[What is required]
After locating the line with "the rear quarter", retype it and every later line exactly, stopping at the end of the records.

[Exercise materials]
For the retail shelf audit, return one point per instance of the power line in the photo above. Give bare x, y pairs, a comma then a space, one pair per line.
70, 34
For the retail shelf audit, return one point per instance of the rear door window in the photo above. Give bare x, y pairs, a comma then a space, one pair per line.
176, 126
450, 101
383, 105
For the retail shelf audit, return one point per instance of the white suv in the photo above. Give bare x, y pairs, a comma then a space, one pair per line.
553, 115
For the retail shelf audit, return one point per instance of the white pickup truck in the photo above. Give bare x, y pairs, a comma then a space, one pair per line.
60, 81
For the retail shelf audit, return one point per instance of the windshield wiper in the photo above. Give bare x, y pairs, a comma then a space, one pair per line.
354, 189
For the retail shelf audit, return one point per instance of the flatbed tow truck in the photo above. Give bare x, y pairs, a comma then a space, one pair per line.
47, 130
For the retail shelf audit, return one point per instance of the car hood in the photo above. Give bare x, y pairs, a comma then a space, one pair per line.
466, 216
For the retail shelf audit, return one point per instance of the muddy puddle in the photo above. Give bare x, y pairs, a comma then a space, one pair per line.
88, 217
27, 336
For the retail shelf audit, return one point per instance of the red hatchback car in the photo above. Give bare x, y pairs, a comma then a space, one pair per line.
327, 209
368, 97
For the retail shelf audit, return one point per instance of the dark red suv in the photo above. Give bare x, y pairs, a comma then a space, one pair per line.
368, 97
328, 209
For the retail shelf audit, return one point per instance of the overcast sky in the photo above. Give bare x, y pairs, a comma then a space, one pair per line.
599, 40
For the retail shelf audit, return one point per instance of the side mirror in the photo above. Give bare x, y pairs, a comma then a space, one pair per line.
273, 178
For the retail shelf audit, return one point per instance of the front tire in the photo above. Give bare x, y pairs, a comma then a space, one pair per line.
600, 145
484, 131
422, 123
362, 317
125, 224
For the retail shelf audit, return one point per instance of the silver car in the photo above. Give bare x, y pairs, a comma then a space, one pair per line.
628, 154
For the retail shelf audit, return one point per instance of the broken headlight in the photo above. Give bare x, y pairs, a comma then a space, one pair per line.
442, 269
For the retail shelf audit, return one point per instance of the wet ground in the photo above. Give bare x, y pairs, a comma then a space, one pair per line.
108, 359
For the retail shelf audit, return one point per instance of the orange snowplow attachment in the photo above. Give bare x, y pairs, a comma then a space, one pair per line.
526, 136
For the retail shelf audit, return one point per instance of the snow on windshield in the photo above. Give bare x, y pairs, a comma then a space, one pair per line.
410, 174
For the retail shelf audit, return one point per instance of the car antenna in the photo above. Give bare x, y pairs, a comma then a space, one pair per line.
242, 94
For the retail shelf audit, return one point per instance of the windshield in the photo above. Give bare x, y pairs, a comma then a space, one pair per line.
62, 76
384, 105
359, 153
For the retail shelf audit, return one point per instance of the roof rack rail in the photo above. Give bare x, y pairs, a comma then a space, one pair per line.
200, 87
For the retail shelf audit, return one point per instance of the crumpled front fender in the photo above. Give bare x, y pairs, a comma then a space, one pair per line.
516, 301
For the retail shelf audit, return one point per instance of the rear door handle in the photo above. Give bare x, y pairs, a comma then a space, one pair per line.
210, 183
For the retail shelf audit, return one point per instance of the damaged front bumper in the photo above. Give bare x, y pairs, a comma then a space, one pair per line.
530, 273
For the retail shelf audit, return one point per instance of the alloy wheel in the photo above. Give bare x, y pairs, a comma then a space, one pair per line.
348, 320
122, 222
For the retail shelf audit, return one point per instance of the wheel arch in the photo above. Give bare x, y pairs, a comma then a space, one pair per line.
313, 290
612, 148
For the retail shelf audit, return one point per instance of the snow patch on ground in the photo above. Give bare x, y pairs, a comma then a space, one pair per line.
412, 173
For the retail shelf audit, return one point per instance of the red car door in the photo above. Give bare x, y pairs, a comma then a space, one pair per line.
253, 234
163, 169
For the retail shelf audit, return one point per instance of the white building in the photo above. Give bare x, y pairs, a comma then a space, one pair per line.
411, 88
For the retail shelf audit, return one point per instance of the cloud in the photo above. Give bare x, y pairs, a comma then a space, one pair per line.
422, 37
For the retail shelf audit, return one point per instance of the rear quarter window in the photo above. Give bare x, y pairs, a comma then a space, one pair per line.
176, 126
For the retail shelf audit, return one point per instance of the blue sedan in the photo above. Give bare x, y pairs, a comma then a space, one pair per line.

[Completed exercise]
For the retail shelf audit, return one point per instance of the rear quarter window in the photo above. Give bare x, y pairs, a comma then a space, one pair per line.
176, 126
For the retail shelf audit, return one point per instance of the blue sedan in the photo above. Give bare x, y pairs, a comma then a space, one pair per line.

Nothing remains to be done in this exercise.